**SELECTED PASSAGE**
Personal information
- Born: Kōji Iibashi 24 January 1961 (age 65) Suginami, Tokyo
- Height: 175 cm (5 ft 9 in)
- Weight: 85 kg (187 lb)

Career
- Stable: Onaruto
- Record: 390–372
- Debut: March 1976
- Highest rank: Jūryō 1 (November 1989)
- Retired: July 1990

= Ishinriki Kōji =

Japanesr sumo wrestler (born 1961)

Ishinriki Kōji (born 24 January 1961 as Kōji Iibashi) is a former sumo wrestler from Suginami, Tokyo, Japan. His highest rank was jūryō 1. He was one of the smallest sekitori ever at 175 cm and 85 kg. After his retirement in 1990 he became a professional wrestler for a number of organizations including Super World of Sports, WAR, Pro Wrestling Crusaders and IWA Japan.

==Sumo career==
Despite his family having a background in professional wrestling, he took part in many regional sumo competitions in elementary and junior high school. He entered professional sumo in March 1976, joining Onaruto stable. He was recruited by the former sekiwake Kōtetsuyama. He initially fought under the shikona of Wakakotetsu, based on his stablemaster's, but in 1984 he became Ishinriki ("renewal power"), the name which he was also to use in pro-wrestling. He had a muscular build quite unlike other sumo wrestlers, but despite his weight disadvantage he managed to reach the jūryō division in May 1987 and was ranked there for 20 consecutive tournaments, with a 141–159 win/loss record. In March 1990 he defeated two future yokozuna, Akebono and Wakahanada, and he also looked to have defeated a third, Takahanada, but he was disqualified for a foul. He twice took part in playoffs for the jūryō championship in May and September 1989, but lost both times. He is the only wrestler to twice have the best record in jūryō but never earn promotion to the top makuuchi division. His highest rank of jūryō 1 west was achieved in November 1989. He retired in July 1990 after a 2–13 record left him facing certain demotion to the unsalaried makushita division. His overall record was 390 wins against 372 losses over 87 tournaments, with no matches missed.

**SET PROBLEM 1**
According to the Ishinriki Kōji article, why did he retire in July 1990? Answer in one to three sentences.
The Ishinriki Kōji article and the listing have no connection to each other.

**DATA SECTION**
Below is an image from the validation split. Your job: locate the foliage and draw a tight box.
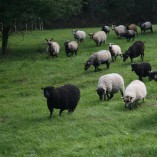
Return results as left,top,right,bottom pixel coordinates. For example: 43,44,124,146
0,25,157,157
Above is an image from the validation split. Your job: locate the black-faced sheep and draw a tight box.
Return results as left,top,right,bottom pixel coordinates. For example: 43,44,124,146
123,41,144,62
41,85,80,118
139,21,153,34
112,25,127,38
101,25,110,35
109,43,122,61
121,30,135,42
84,50,111,72
64,41,78,57
96,73,125,100
88,31,107,46
149,71,157,82
126,24,138,35
72,30,86,42
45,38,60,58
131,62,152,81
123,80,147,110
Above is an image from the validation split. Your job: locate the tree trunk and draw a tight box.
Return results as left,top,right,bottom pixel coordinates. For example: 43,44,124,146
2,26,10,55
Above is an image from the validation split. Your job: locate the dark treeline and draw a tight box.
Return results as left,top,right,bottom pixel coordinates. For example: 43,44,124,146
0,0,157,54
45,0,157,28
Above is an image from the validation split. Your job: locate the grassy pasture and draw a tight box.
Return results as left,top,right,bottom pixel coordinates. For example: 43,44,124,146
0,25,157,157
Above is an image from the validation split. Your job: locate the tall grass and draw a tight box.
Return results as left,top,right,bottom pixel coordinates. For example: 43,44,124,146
0,25,157,157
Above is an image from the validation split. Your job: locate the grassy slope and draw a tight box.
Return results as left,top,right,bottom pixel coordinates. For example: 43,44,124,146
0,26,157,157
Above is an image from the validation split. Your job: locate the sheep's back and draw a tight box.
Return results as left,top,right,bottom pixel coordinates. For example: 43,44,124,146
96,50,111,62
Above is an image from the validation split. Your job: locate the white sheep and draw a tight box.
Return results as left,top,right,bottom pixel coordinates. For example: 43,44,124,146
72,30,86,42
109,43,122,61
112,25,127,38
88,31,107,46
96,73,125,100
123,80,147,110
139,21,153,34
45,38,60,58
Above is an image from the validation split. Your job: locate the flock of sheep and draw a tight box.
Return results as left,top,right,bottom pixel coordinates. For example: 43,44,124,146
42,22,157,117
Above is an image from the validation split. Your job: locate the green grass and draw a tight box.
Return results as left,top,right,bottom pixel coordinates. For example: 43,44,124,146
0,25,157,157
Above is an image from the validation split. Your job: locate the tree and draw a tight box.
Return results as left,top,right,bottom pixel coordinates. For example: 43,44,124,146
0,0,82,55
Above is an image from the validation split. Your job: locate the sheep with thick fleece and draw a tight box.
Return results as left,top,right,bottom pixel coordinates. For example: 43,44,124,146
41,85,80,118
96,73,125,100
123,80,147,110
101,25,110,35
84,50,111,72
64,41,78,57
126,23,138,35
109,43,122,61
112,25,127,38
131,62,152,81
121,30,135,42
88,31,107,46
45,38,60,58
139,21,153,34
149,71,157,82
72,30,86,42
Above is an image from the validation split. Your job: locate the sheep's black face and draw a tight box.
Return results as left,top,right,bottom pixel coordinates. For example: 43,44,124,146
84,61,91,70
41,86,54,99
96,88,105,100
123,53,129,62
131,63,137,71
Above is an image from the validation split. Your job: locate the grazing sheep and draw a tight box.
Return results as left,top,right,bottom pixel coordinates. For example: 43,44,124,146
72,30,86,42
41,85,80,118
123,41,144,62
45,38,60,58
131,62,152,81
101,25,110,35
112,25,127,38
84,50,111,72
139,21,153,34
96,73,125,100
109,43,122,61
64,41,78,57
88,31,107,46
121,30,135,42
126,24,138,35
123,80,147,110
149,71,157,82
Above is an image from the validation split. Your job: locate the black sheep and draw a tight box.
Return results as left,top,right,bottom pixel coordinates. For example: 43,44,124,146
123,41,144,62
41,85,80,118
149,71,157,82
131,62,152,81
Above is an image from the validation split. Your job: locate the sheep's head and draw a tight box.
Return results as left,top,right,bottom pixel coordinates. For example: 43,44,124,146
41,86,54,99
122,51,129,62
45,38,53,46
148,71,157,81
123,96,134,109
88,33,94,39
96,88,106,100
131,63,138,71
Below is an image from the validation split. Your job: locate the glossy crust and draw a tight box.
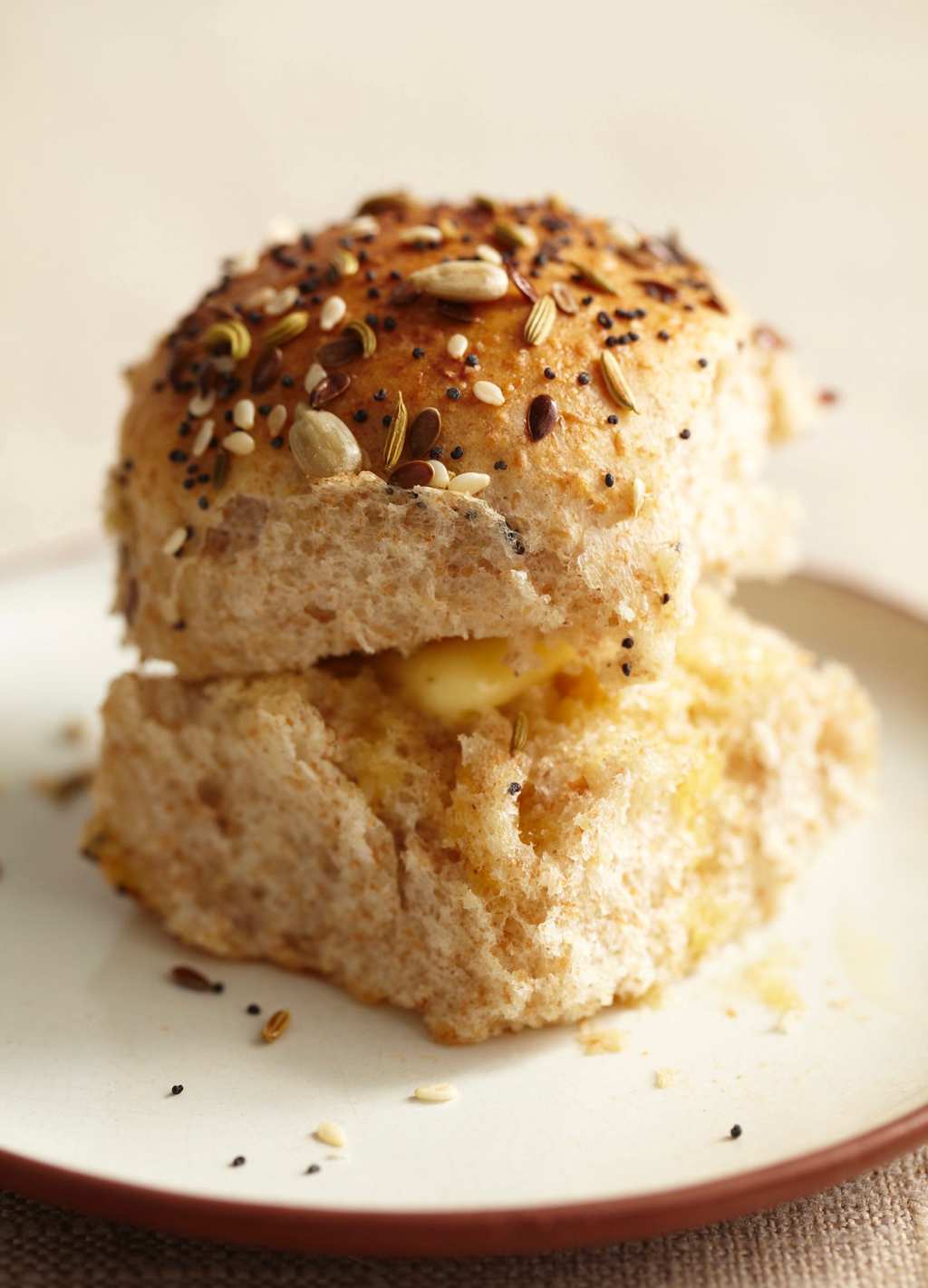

**SET PROBLEM 2**
Can you quote everything in the listing from the line containing "pasture and draw a tight box." down to the line containing "96,50,111,62", with both of those lines included?

**CORRECT OUTPUT 1**
He retired because a 2–13 record left him facing certain demotion to makushita, the unsalaried division.

**CORRECT OUTPUT 2**
Above is an image from the validation split. Your job: locate the grassy pasture and draw a tight box.
Return results as left,top,right,bottom pixel coordinates. For example: 43,44,124,146
0,25,157,157
Above is an image from the validation split. Your job: locate the tall grass and draw a tight box.
Return results as left,top,right,bottom pixel coordinates. For example: 43,44,124,146
0,25,157,157
Above is an image from the validation split. Your job: locate the grassy slope and draw a tight box.
Return results as left,top,right,bottom pixel coordinates. For example: 43,44,124,146
0,26,157,157
Above is an image from the validation split. Your job: locate the sheep's back and draw a tight box.
Return results as left,top,right,bottom pixel coordinates. For example: 43,44,124,146
96,50,111,62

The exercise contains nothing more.